=== Section Start ===
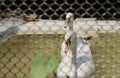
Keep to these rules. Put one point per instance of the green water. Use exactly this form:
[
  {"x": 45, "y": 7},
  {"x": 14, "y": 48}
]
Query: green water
[{"x": 17, "y": 53}]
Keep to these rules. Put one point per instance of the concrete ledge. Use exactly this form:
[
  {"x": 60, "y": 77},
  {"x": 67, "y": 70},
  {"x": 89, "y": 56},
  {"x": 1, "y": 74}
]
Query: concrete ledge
[{"x": 82, "y": 26}]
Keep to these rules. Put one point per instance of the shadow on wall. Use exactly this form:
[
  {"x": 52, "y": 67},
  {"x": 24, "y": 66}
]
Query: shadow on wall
[{"x": 5, "y": 35}]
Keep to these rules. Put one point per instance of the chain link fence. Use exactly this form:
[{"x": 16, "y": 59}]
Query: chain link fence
[{"x": 24, "y": 34}]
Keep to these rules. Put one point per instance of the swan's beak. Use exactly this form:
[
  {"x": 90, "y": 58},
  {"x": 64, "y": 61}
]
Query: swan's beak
[{"x": 67, "y": 21}]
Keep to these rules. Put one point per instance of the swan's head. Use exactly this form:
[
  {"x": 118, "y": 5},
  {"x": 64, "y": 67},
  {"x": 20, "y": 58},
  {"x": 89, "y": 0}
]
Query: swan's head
[
  {"x": 69, "y": 19},
  {"x": 70, "y": 40}
]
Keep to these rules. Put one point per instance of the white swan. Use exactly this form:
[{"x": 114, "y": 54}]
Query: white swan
[{"x": 77, "y": 60}]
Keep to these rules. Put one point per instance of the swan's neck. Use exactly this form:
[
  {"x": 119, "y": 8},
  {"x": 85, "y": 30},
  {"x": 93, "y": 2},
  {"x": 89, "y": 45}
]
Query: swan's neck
[{"x": 71, "y": 26}]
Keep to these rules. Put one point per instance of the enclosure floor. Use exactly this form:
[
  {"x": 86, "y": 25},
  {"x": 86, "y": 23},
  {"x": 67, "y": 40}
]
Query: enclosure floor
[{"x": 17, "y": 53}]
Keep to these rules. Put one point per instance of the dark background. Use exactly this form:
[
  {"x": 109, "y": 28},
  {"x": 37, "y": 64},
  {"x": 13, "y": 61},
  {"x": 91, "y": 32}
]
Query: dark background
[{"x": 56, "y": 9}]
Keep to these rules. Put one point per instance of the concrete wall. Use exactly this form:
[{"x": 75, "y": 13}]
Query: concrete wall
[{"x": 82, "y": 26}]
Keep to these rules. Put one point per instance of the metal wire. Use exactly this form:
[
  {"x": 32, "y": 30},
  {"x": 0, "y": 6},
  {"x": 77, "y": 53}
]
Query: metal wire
[{"x": 23, "y": 33}]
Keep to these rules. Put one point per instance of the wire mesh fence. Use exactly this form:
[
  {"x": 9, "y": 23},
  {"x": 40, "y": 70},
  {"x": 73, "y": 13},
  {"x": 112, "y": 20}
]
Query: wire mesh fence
[{"x": 24, "y": 34}]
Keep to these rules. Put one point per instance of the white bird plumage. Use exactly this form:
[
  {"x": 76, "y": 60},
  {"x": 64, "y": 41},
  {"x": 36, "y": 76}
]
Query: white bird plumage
[{"x": 77, "y": 62}]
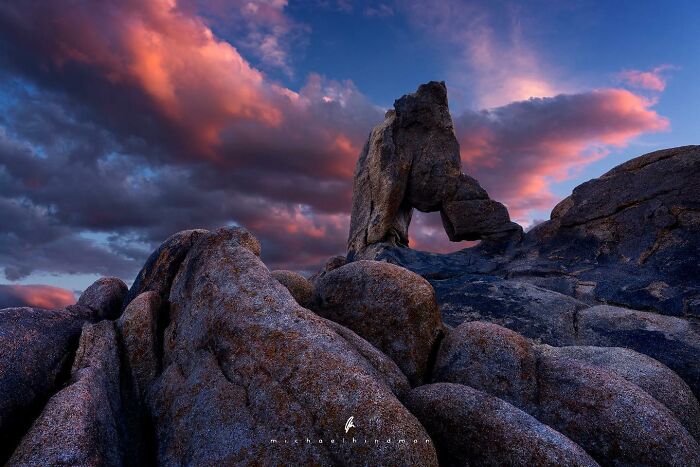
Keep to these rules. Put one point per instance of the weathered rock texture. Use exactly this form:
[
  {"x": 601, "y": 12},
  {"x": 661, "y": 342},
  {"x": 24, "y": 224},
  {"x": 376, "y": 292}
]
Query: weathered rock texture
[
  {"x": 473, "y": 428},
  {"x": 655, "y": 379},
  {"x": 82, "y": 425},
  {"x": 411, "y": 160},
  {"x": 159, "y": 271},
  {"x": 245, "y": 364},
  {"x": 299, "y": 286},
  {"x": 391, "y": 307},
  {"x": 140, "y": 335},
  {"x": 639, "y": 225},
  {"x": 577, "y": 341},
  {"x": 36, "y": 351},
  {"x": 104, "y": 297}
]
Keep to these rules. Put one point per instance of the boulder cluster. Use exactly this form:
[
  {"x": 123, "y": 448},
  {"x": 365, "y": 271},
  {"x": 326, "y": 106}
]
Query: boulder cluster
[{"x": 576, "y": 343}]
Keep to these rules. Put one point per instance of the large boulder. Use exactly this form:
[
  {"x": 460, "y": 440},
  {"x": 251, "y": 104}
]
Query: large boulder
[
  {"x": 334, "y": 262},
  {"x": 411, "y": 160},
  {"x": 614, "y": 420},
  {"x": 389, "y": 306},
  {"x": 653, "y": 377},
  {"x": 535, "y": 312},
  {"x": 139, "y": 330},
  {"x": 491, "y": 358},
  {"x": 247, "y": 371},
  {"x": 36, "y": 351},
  {"x": 470, "y": 427},
  {"x": 611, "y": 418},
  {"x": 81, "y": 424},
  {"x": 385, "y": 368},
  {"x": 675, "y": 342},
  {"x": 104, "y": 297},
  {"x": 636, "y": 229},
  {"x": 160, "y": 268},
  {"x": 299, "y": 286}
]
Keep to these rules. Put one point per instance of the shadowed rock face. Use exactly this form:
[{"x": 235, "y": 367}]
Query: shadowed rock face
[
  {"x": 473, "y": 428},
  {"x": 212, "y": 356},
  {"x": 411, "y": 160},
  {"x": 391, "y": 307},
  {"x": 600, "y": 409},
  {"x": 159, "y": 271},
  {"x": 81, "y": 424},
  {"x": 36, "y": 352}
]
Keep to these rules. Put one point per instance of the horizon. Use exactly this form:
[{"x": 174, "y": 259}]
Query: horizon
[{"x": 124, "y": 123}]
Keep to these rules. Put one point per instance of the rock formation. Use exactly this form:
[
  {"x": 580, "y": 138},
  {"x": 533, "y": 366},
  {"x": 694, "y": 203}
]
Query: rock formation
[
  {"x": 411, "y": 160},
  {"x": 575, "y": 344}
]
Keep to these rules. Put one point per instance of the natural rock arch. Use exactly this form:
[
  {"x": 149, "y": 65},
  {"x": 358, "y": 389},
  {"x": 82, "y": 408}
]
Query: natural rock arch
[{"x": 411, "y": 160}]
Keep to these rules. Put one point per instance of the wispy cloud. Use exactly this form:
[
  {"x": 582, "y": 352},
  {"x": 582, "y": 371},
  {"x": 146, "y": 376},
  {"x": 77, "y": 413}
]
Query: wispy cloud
[
  {"x": 651, "y": 80},
  {"x": 40, "y": 296}
]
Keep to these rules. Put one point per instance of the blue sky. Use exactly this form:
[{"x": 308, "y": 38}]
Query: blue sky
[{"x": 125, "y": 122}]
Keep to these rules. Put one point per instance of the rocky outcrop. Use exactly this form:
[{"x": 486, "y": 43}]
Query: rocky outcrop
[
  {"x": 411, "y": 160},
  {"x": 139, "y": 330},
  {"x": 36, "y": 352},
  {"x": 614, "y": 420},
  {"x": 36, "y": 348},
  {"x": 159, "y": 271},
  {"x": 675, "y": 342},
  {"x": 473, "y": 428},
  {"x": 299, "y": 286},
  {"x": 392, "y": 308},
  {"x": 104, "y": 297},
  {"x": 490, "y": 358},
  {"x": 652, "y": 377},
  {"x": 245, "y": 364},
  {"x": 81, "y": 424},
  {"x": 211, "y": 359}
]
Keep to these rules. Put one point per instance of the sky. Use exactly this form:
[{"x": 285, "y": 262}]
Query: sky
[{"x": 124, "y": 122}]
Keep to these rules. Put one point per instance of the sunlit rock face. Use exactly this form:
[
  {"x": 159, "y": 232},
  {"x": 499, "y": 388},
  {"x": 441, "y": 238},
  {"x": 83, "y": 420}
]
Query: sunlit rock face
[{"x": 411, "y": 160}]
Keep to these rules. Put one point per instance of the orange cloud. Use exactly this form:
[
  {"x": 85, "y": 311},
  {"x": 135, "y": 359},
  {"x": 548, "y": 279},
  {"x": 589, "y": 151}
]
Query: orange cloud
[
  {"x": 200, "y": 83},
  {"x": 39, "y": 296},
  {"x": 517, "y": 151},
  {"x": 652, "y": 80}
]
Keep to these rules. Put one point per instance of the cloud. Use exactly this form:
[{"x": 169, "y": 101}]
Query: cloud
[
  {"x": 39, "y": 296},
  {"x": 136, "y": 120},
  {"x": 494, "y": 63},
  {"x": 652, "y": 80},
  {"x": 516, "y": 151}
]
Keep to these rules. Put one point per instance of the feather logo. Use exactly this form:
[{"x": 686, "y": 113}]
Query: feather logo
[{"x": 349, "y": 424}]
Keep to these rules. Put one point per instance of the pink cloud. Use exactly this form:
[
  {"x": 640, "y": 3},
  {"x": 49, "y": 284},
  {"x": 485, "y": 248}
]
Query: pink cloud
[
  {"x": 652, "y": 80},
  {"x": 516, "y": 151},
  {"x": 40, "y": 296},
  {"x": 232, "y": 146}
]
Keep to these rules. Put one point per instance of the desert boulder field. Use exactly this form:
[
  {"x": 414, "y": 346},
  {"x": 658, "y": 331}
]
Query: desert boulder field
[{"x": 575, "y": 343}]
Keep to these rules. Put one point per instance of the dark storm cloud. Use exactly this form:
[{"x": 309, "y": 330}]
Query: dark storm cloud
[{"x": 123, "y": 122}]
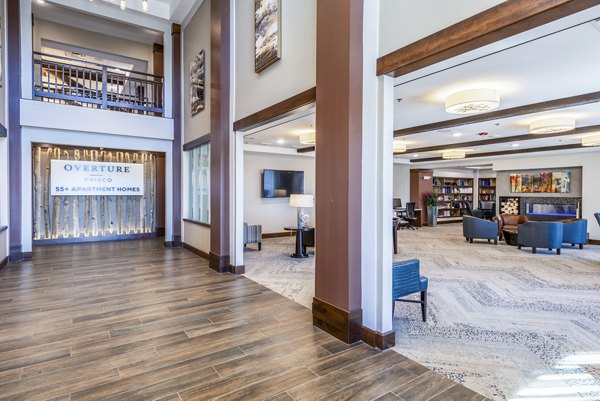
=== Section End ===
# [Try it]
For this exercise, set down exactly the lines that run from the line holding "the dark storm" to the last line of the records above; include both end lines and omit pictures.

# [Solved exercise]
Keep to these rules. Put one point per instance of the dark storm cloud. Use exactly this form:
[{"x": 309, "y": 330}]
Query: dark storm cloud
[{"x": 123, "y": 122}]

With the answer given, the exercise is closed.